**Folgendes bearbeiten**.
A. Wie viele Illegale und Migranten aus Tunesien wurden laut dem Text über die Migrantenfrage zwischen dem 23. Februar und dem 28. März bei Personenkontrollen in Frankreich erwischt?
B. Führe den Text über die Migrantenfrage zwischen Rom und Paris nach seinem letzten Satz weiter.

**Textauszug**.
━━━
Migranten werden zu politischer Frage
Nach dem Schengen-Abkommen zum offenen Grenzübergang können die umstrittenen Ausweise tatsächlich zum Übertritt der Migranten berechtigen. Doch der Großteil der EU hatte sich unter der Leitung von Deutschland und Frankreich auf einem Sondergipfel in Luxemburg bereits vor einer Woche heftig gegen das italienische Vorgehen ausgesprochen. Besonders zwischen Rom und Paris ist die Frage der Migranten zum Politikum geworden.
Die Kontrollen wurden in Frankreich bereits in den vergangenen Wochen und Monaten verstärkt. Nach Angaben von Innenminister Claude Guéant wurden allein zwischen dem 23. Februar und dem 28. März insgesamt 2800 Illegale und Migranten aus Tunesien bei Personenkontrollen erwischt. 1700 der Migranten von ihnen wurden bereits zurückgeführt, die meisten nach Italien.
━━━
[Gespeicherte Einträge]
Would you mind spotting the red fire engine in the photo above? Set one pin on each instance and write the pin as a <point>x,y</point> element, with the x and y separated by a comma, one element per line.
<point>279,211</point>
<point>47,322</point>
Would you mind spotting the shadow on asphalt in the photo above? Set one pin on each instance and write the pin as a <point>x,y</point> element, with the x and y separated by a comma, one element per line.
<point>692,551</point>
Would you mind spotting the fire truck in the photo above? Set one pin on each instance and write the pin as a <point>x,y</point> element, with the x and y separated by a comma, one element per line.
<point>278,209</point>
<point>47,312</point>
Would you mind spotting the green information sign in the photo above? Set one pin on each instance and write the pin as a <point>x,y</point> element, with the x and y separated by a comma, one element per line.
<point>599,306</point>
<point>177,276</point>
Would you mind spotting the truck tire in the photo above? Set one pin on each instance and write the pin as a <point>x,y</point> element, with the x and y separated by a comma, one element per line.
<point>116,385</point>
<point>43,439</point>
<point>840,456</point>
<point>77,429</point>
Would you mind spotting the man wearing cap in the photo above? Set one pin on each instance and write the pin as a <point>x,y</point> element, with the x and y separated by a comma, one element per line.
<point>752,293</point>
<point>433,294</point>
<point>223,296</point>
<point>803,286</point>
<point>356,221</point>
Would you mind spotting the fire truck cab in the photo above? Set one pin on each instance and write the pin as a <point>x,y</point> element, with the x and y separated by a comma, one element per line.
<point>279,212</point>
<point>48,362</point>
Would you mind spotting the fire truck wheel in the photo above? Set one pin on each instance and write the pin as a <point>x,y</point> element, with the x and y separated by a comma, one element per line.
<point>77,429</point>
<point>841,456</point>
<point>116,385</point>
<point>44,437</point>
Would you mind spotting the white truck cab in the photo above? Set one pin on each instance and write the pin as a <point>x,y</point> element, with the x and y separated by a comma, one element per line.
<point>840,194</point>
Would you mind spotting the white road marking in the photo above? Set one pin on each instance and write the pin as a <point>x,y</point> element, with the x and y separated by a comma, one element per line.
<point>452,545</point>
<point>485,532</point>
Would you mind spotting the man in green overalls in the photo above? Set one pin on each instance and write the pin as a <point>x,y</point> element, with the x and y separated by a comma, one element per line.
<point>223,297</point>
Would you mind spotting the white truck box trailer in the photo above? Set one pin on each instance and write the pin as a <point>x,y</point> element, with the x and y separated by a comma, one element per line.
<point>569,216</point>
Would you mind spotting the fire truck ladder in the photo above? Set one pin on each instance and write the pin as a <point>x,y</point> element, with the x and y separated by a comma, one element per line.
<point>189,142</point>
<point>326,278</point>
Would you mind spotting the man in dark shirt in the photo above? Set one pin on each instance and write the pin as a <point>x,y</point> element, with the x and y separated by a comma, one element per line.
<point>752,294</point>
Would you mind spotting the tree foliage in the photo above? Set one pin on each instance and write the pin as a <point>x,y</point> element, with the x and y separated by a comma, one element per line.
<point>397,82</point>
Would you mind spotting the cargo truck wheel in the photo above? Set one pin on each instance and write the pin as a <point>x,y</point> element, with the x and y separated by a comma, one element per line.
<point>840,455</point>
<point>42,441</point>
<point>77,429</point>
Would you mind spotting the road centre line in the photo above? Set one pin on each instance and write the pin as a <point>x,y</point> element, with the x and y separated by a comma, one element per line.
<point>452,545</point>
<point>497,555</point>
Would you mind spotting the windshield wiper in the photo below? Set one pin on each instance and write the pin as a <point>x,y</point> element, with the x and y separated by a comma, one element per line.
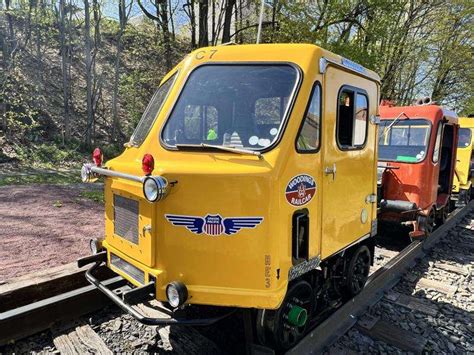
━━━
**Lösungen**.
A. Insgesamt 2800.

B.
Selbst mit den Papieren aus Italien dürften die meisten tunesischen Migranten keine Chance auf eine legale Einreise haben. Sie müssen unter anderem nachweisen, dass sie ihren Lebensunterhalt selbst bestreiten können. 31 Euro pro Tag und Person sind notwendig, wer keine Bleibe hat muss sogar 62 Euro pro Tag und Person nachweisen.
Migranten abschieben
Seit dem Sturz des tunesischen Präsidenten Zine el Abidine Ben Ali im Jänner kamen mehr als 23 000 Tunesier illegal nach Italien. Rom darf nach einem vor knapp zwei Wochen geschlossenen Sonderabkommen mit Tunis Migranten von dort zwar ab sofort wieder abschieben. Die zuvor angekommenen müssen jedoch versorgt werden. Da die meisten Migranten ohnehin weiter nach Frankreich wollten, hatte die italienische Regierung von Silvio Berlusconi die Ausstellung von Sonderpapieren zur Weiterreise angeordnet.
Allein am Samstag hatten die Behörden in Ventimiglia an der Grenze zu Frankreich rund 400 Anträge wartender Tunesier bearbeitet. 120 von ihnen wurden laut Medienberichten mit Dokumenten ausgestattet. Viele der wartenden Tunesier verbrachten auch die Nacht zum Sonntag erneut im Aufnahmezentrum des kleinen Grenzorts, andere auf dem Bahnhof. Es wird damit gerechnet, dass Italien ab sofort täglich rund 100 Dokumente ausstellt.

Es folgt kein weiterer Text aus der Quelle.